ФРАГМЕНТ СТРАНИЦЫ:
Игорь Лебедев (kot_begemott) wrote,
Игорь Лебедев
kot_begemott

Categories:

Человек, кончающий трагически


"Какими словами, в каких понятиях охарактеризо­вать русскость? Если бесконечно трудно уложить в схему понятий живое многообразие личности, то на­сколько труднее выразить более сложное многообра­зие личности коллективной. Оно дано всегда в един­стве далеко расходящихся, часто противоречивых ин­дивидуальностей. Покрыть их всех общим знаком невозможно. Что общего у Пушкина, Достоевского, Толстого? Попробуйте вынести общее за скобку, — окажется так ничтожно мало, просто пустое место. Но не может быть определения русскости, из которого были бы исключены Пушкин, Достоевский и столько еще других, на них непохожих. Иностранцу легче схва­тить это общее, которого мы в себе не замечаем. Но зато почти все, слишком общие суждения иностранцев отзываются нестерпимой пошлостью. Таковы и наши собственные оценки французской, немецкой, англий­ской души.

В этом затруднении, — по-видимому, непреодоли­мом, — единственный выход — в отказе от ложного монизма и в изображении коллективной души, как единства противоположностей. Чтобы не утонуть в многообразии, можно свести его к полярности двух несводимых далее типов. Схемой личности будет то­гда не круг, а эллипсис. Его двоецентрие образует то напряжение, которое только и делает возможным жизнь и движение непрерывно изменяющегося собор­ного организма. Все остальное может быть сведено к одному из этих двух центров. В этом есть извест­ное насилие над жизнью, но менее грубое, чем в мо­нистических построениях. При более пристальном рассмотрении каждый из центров национальной души представится сам сложным многоединством. Его, в свою очередь, можно разлагать на составные элемен­ты. Пусть это рабочий прием, но прием, себя оправ­дывающий. Если он не удовлетворяет нашего — очевидно, неосуществимого — томления по духовно-на­циональному монизму (который может быть явлен лишь в последней гармонии Царства Божия), зато он хорошо объясняет природу исторического движения, драму расколов, кризисов и самую возможность раз­вития.

Если сейчас, в эмиграции, попросить кого-нибудь из рядовых беженцев дать характеристику «русско­сти», я уверен, что мы получим два прямо противопо­ложных портрета. Стиль этих портретов нередко сов­падает с политическим лагерем эмигранта. Правые и левые видят совершенно иное лицо русского человека и лицо России.

ЗАДАНИЕ A:
Ответьте на вопросы по отрывку о русскости:
(i) Чьи три имени названы в вопросе «Что общего у ...?»
(ii) Какая фигура, согласно отрывку, станет схемой личности вместо круга?
(iii) С чем, по словам автора, нередко совпадает стиль портретов «русскости», которые дали бы рядовые беженцы?
ЗАДАНИЕ B: Подхватите отрывок о русскости и напишите его продолжение, начиная после последней приведенной фразы.

ИСХОДНЫЕ МАТЕРИАЛЫ:

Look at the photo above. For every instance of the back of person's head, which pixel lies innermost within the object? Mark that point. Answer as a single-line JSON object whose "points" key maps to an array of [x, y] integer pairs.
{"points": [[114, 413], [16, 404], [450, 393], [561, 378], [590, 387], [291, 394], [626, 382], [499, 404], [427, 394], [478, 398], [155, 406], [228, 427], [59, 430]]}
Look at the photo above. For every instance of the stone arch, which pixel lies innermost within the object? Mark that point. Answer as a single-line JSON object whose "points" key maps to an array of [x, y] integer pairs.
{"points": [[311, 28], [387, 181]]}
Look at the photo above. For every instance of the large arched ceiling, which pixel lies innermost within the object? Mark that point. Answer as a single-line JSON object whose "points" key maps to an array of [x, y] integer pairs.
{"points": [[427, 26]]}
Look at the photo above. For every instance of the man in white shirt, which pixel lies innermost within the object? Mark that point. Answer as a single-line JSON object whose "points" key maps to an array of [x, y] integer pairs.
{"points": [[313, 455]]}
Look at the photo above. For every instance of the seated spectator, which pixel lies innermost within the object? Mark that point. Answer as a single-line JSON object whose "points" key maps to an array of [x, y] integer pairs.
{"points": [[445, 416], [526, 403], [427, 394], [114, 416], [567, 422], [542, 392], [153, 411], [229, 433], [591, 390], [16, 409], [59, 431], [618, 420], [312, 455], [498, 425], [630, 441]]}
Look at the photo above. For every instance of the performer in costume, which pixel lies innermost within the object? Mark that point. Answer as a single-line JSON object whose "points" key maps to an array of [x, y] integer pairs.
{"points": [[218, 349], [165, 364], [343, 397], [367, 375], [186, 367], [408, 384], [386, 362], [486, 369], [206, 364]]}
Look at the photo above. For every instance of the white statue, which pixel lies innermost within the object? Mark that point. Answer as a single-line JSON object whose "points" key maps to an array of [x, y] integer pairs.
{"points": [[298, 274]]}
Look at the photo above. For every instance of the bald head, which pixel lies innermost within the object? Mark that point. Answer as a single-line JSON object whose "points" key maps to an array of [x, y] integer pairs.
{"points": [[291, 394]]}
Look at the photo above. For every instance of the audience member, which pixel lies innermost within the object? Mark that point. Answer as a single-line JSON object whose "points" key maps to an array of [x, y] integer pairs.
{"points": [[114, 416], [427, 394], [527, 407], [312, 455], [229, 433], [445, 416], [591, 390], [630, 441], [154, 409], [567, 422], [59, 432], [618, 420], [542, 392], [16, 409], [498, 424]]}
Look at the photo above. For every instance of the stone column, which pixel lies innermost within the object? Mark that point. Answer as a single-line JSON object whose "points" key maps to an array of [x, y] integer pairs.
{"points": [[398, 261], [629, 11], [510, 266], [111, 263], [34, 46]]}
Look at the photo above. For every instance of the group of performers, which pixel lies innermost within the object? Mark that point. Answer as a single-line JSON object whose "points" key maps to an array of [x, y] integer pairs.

РЕЗУЛЬТАТ ВЫПОЛНЕНИЯ A:
(i) Пушкин, Достоевский, Толстой.
(ii) Эллипсис.
(iii) С политическим лагерем эмигранта.

РЕЗУЛЬТАТ ВЫПОЛНЕНИЯ B:
Возьмем левый портрет. Это вечный искатель, энтузиаст, отдающийся всему с жертвенным порывом, но часто меняющий своих богов и кумиров. Безза­ветно преданный народу, искусству, идеям — положи­тельно ищущий, за что бы пострадать, за что бы от­дать свою жизнь. Непримиримый враг всякой не­правды, всякого компромисса. Максималист в служе­нии идее, он мало замечает землю, не связан с почвой — святой беспочвенник (как и святой бессеребренник), в полном смысле слова. Из четырех стихий ему всего ближе огонь, всего дальше земля, которой он хочет служить, мысля свое служение в терминах пла­мени, расплавленности, пожара. В терминах религи­озных, это эсхатологический тип христианства, не имеющий земного града, но взыскующий небесного. Впрочем, именно не небесного, а «нового неба» и «но­вой земли». Всего отвратительнее для него умерен­ность и аккуратность, добродетель меры и рассуди­тельности, фарисейство самодовольной культуры. Он вообще холоден к культуре, как к царству закончен­ных форм, и мечтает перелить все формы в своем ти- геле. Для него творчество важнее творения, искание важнее истины, героическая смерть важнее трудовой жизни. Своим родоначальником он чаще всего счи­тает Белинского, высшим выражением (теперь) — До­стоевского. Не трудно видеть, что этот портрет есть автопортрет русской интеллигенции. Не всего обра­зованного русского класса, а того «ордена», который начал складываться с 30-х годов XIX века.

Однако, этот столь юный, последний в русской культуре, интеллигентский слой не лишен совершенно народных корней, — или, точнее, соответствий. По­тому что здесь мы имеем дело не с прямым влиянием из народной глубины, а с темной, подсознательной игрой народного духа, которая в судьбе отщепенцев и мнимых апатридов повторяет черты иного, очень глу­бокого и вполне народного лица. Отщепенцы, бегу­ны, искатели, странники — встречаются не только на верху, но и внизу народной жизни. Их мы видим сре­ди многочисленных сектантов, но также среди еще бо­лее многочисленного слоя религиозно обеспокоенных, ищущих, духовно требовательных русских людей. В них живет по преимуществу кенотический и христо-центрический тип русской религиозности, вечно про­тивостоящий в ней бытовому и литургическому ритуализму.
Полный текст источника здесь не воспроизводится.